▸ Required work
From the line that includes "of the reflection" down to the final line of the data below, copy every line exactly and leave the rest out.

[Task data Boundary: Start]

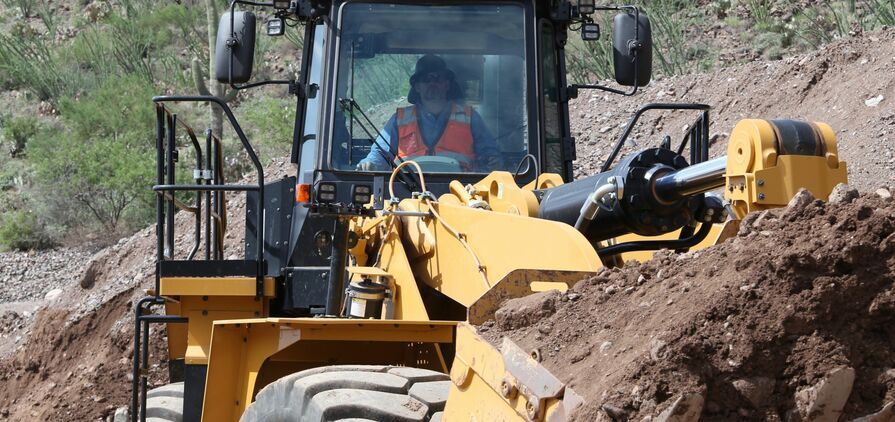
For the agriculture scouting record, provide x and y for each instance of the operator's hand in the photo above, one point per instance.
(494, 163)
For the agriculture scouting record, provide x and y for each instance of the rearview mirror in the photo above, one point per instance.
(626, 46)
(235, 48)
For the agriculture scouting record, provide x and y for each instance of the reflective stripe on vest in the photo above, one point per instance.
(456, 140)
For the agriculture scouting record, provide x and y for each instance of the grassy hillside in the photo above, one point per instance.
(76, 123)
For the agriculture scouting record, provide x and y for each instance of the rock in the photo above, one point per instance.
(90, 274)
(763, 218)
(843, 193)
(53, 294)
(756, 390)
(824, 401)
(525, 311)
(580, 355)
(686, 408)
(615, 413)
(802, 199)
(657, 349)
(121, 415)
(874, 101)
(887, 414)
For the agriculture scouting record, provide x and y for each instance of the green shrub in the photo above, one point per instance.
(17, 131)
(101, 163)
(24, 6)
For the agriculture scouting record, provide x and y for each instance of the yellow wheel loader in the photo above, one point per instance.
(433, 183)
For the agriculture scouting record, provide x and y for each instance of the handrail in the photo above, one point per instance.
(164, 186)
(636, 116)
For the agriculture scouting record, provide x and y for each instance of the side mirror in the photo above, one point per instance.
(235, 48)
(627, 46)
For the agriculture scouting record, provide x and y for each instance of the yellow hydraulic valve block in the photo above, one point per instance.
(768, 161)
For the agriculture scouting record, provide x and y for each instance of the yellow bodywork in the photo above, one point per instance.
(478, 245)
(759, 178)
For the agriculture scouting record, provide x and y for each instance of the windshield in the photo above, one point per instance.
(441, 85)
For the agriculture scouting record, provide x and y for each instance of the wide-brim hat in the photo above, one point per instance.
(431, 63)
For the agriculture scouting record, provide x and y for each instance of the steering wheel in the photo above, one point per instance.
(437, 163)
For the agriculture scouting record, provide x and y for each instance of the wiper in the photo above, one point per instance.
(385, 151)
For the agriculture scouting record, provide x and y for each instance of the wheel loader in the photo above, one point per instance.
(358, 288)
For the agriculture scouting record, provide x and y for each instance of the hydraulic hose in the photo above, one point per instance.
(595, 201)
(700, 235)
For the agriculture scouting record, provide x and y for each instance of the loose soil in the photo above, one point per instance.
(68, 358)
(799, 292)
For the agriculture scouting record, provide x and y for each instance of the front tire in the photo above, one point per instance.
(356, 392)
(165, 403)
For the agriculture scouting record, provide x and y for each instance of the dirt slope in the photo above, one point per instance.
(745, 326)
(74, 364)
(73, 361)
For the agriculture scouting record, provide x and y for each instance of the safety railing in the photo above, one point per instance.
(210, 189)
(697, 136)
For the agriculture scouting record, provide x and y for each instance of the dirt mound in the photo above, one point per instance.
(849, 84)
(748, 326)
(73, 360)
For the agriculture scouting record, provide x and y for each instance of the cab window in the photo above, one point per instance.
(441, 85)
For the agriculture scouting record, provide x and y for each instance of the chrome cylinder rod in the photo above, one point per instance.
(692, 180)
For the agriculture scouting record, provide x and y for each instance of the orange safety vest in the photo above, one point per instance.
(456, 140)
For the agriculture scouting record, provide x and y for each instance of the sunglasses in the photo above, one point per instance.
(433, 77)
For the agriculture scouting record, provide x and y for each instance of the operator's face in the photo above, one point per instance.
(433, 86)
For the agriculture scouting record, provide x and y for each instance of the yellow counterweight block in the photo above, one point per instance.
(768, 161)
(248, 354)
(462, 252)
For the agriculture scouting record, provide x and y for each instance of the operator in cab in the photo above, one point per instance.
(436, 124)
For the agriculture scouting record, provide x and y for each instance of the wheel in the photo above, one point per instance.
(165, 403)
(352, 392)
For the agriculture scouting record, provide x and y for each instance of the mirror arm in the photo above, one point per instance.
(295, 88)
(633, 46)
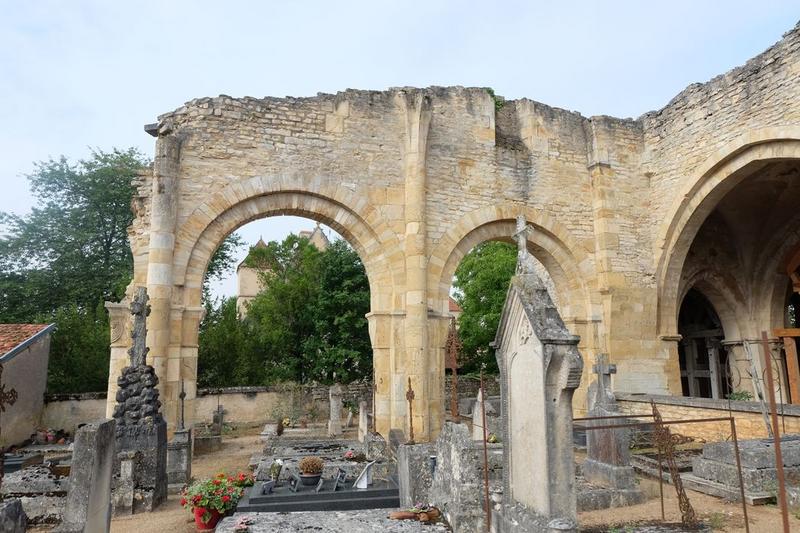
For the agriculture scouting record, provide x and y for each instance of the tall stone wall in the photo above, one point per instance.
(414, 178)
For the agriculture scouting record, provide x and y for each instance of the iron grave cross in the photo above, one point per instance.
(6, 398)
(140, 310)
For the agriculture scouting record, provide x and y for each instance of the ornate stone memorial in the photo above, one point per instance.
(540, 369)
(141, 432)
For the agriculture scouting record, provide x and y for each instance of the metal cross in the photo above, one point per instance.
(6, 398)
(410, 398)
(181, 396)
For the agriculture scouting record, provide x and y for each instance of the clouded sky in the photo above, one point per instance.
(81, 73)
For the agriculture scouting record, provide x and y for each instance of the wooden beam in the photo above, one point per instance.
(792, 369)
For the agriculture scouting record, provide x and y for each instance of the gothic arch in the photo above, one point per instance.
(720, 173)
(568, 264)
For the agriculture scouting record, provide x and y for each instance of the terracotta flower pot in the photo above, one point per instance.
(212, 522)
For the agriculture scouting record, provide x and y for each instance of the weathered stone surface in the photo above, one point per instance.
(179, 459)
(12, 517)
(617, 202)
(414, 473)
(368, 521)
(88, 506)
(540, 368)
(458, 481)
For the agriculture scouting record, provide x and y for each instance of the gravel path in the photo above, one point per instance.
(367, 521)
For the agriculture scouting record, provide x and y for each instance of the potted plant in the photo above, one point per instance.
(310, 470)
(210, 499)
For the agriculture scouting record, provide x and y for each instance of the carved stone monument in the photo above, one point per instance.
(608, 457)
(141, 434)
(540, 368)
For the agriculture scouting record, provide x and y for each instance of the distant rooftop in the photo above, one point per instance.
(14, 337)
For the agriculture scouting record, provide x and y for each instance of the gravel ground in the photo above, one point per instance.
(367, 521)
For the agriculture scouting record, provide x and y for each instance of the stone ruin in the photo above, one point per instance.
(140, 471)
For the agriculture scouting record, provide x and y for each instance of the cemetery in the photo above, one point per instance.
(639, 386)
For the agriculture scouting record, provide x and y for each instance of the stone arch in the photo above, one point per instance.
(567, 262)
(253, 198)
(725, 296)
(721, 172)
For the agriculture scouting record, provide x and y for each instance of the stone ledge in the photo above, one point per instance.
(705, 403)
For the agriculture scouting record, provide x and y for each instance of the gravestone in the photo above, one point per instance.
(608, 460)
(492, 418)
(335, 421)
(88, 507)
(540, 368)
(141, 432)
(363, 420)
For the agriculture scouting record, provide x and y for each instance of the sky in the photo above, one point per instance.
(80, 74)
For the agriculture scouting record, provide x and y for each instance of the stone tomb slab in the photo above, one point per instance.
(714, 472)
(363, 521)
(380, 495)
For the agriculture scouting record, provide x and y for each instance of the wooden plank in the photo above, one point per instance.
(792, 369)
(786, 332)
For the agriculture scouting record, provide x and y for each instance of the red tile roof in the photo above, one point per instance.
(12, 335)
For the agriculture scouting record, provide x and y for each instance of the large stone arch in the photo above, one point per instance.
(720, 173)
(249, 199)
(568, 264)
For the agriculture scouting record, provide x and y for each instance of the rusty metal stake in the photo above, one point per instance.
(410, 398)
(661, 483)
(485, 458)
(776, 434)
(739, 473)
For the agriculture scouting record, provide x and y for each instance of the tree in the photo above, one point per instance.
(306, 325)
(72, 249)
(61, 261)
(340, 349)
(482, 280)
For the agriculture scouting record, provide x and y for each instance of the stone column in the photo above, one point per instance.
(119, 316)
(415, 361)
(159, 271)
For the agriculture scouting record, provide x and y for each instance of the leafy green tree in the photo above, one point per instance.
(340, 349)
(70, 253)
(78, 349)
(481, 282)
(72, 248)
(307, 324)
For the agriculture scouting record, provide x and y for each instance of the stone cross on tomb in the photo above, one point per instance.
(140, 310)
(603, 369)
(6, 398)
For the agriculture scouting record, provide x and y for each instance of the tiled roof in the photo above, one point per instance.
(12, 335)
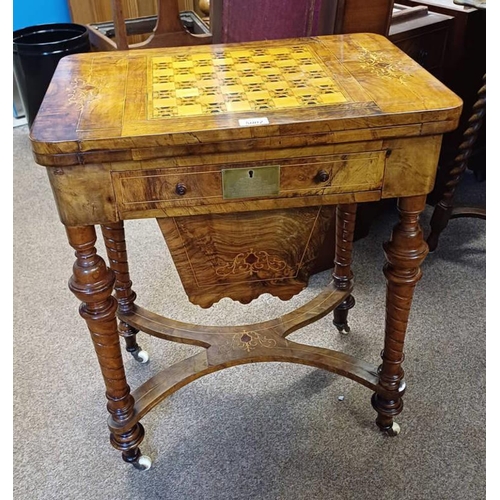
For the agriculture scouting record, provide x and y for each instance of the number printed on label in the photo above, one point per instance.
(251, 122)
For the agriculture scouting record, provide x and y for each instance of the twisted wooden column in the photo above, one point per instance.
(116, 248)
(443, 211)
(342, 274)
(92, 283)
(404, 253)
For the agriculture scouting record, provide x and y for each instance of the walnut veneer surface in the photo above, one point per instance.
(241, 153)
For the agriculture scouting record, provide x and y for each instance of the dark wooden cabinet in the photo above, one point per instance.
(463, 68)
(422, 34)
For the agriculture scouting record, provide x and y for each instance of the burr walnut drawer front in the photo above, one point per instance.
(204, 185)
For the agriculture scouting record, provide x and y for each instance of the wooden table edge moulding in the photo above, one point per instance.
(241, 152)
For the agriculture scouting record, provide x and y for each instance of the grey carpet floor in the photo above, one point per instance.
(269, 431)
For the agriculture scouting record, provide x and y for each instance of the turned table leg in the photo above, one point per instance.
(342, 274)
(443, 211)
(92, 283)
(404, 252)
(116, 248)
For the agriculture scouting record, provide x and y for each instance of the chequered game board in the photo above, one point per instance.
(232, 80)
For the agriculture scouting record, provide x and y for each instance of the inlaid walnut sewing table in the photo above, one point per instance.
(241, 152)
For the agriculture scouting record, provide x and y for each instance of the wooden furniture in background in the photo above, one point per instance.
(236, 150)
(422, 34)
(167, 31)
(445, 210)
(465, 65)
(240, 21)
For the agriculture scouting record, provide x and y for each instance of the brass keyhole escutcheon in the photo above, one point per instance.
(322, 176)
(181, 189)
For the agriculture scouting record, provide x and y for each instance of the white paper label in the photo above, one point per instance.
(252, 122)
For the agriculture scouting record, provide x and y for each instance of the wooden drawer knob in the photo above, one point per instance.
(322, 176)
(180, 189)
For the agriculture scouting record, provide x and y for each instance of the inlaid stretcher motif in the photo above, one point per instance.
(238, 80)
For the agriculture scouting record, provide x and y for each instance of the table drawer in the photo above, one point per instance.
(196, 185)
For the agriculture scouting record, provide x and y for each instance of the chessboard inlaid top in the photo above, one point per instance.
(232, 80)
(204, 94)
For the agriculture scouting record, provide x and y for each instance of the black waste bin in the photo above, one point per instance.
(37, 50)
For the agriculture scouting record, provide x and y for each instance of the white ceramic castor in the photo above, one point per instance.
(143, 463)
(394, 430)
(343, 328)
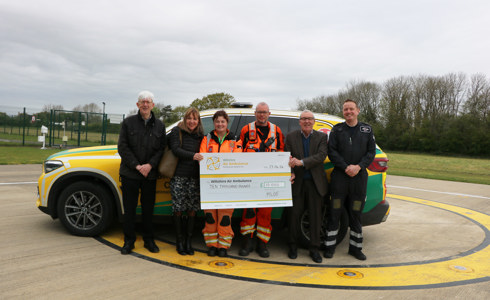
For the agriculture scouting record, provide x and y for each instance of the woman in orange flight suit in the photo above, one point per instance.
(217, 229)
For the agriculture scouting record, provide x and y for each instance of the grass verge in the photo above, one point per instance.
(463, 169)
(17, 155)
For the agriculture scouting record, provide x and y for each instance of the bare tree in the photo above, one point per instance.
(478, 102)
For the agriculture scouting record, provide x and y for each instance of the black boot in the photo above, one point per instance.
(246, 245)
(188, 240)
(262, 249)
(179, 243)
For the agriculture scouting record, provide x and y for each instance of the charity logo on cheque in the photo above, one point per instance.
(213, 163)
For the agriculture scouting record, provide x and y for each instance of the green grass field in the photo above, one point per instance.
(463, 169)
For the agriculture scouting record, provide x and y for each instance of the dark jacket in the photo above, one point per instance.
(358, 149)
(314, 161)
(140, 144)
(185, 150)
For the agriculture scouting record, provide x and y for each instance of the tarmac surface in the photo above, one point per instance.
(434, 245)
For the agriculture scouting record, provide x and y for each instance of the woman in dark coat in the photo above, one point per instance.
(185, 139)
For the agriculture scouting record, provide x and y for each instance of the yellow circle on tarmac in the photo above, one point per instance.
(469, 267)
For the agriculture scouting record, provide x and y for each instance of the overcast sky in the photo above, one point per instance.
(79, 52)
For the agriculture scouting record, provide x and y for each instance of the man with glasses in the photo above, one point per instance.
(308, 149)
(141, 143)
(259, 136)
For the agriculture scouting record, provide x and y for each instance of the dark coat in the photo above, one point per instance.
(314, 162)
(185, 150)
(140, 144)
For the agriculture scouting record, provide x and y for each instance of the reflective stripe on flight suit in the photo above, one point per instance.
(254, 140)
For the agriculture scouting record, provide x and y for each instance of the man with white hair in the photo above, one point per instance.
(141, 143)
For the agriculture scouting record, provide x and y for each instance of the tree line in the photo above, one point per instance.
(437, 114)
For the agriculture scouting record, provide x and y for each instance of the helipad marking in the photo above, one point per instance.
(471, 267)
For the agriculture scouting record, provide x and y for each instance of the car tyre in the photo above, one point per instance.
(85, 208)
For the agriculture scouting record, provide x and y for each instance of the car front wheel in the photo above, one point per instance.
(85, 209)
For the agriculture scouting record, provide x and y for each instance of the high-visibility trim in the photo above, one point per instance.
(263, 236)
(355, 234)
(286, 174)
(224, 242)
(210, 234)
(263, 229)
(353, 243)
(247, 227)
(245, 232)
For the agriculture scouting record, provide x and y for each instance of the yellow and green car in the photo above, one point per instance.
(81, 186)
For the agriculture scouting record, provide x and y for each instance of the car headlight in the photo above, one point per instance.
(51, 165)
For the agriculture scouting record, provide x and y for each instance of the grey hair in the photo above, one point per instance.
(307, 111)
(262, 103)
(146, 95)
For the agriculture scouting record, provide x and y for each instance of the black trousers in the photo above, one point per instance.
(348, 192)
(131, 189)
(314, 200)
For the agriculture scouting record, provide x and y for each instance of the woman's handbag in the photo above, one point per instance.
(169, 161)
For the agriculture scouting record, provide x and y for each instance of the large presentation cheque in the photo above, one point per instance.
(242, 180)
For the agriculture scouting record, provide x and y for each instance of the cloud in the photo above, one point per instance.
(71, 53)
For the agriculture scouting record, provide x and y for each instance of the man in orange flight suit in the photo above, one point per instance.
(217, 229)
(259, 136)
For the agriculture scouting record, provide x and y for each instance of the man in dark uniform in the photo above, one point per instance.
(351, 149)
(141, 143)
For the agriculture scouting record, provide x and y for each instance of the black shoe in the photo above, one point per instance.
(126, 249)
(357, 253)
(222, 252)
(188, 246)
(329, 253)
(179, 246)
(293, 252)
(315, 256)
(212, 251)
(246, 246)
(262, 249)
(151, 246)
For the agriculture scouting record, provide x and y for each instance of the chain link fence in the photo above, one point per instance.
(58, 128)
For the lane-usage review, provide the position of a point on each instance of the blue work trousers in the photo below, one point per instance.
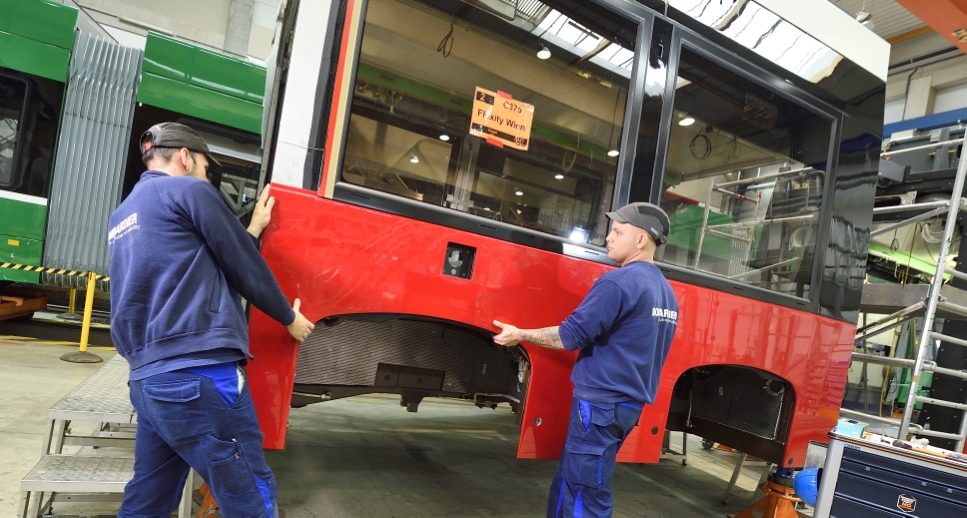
(183, 421)
(582, 484)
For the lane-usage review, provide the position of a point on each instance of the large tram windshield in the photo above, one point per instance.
(548, 164)
(744, 179)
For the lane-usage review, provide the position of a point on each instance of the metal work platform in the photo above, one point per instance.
(73, 478)
(101, 398)
(911, 301)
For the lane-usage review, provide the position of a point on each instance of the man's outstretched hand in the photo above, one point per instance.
(509, 335)
(262, 214)
(300, 328)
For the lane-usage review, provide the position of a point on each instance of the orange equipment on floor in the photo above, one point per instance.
(780, 500)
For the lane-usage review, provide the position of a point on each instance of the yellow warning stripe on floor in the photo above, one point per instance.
(41, 269)
(18, 341)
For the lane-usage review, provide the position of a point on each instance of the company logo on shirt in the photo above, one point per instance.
(665, 315)
(128, 224)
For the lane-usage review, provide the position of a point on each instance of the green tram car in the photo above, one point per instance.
(72, 108)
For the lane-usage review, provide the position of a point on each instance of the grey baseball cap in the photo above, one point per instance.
(646, 216)
(175, 135)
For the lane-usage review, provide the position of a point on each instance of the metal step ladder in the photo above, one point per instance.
(101, 398)
(935, 303)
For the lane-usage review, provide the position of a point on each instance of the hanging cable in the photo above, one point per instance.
(446, 44)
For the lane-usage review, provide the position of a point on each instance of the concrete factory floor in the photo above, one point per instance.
(368, 457)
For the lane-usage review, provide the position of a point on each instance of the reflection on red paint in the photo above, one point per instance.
(343, 259)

[Task data Boundary: End]

▸ Written solution
For the lane-usage review, provide the position of a point on each instance of the reflection on red paint in the photo above, one point per instance.
(343, 259)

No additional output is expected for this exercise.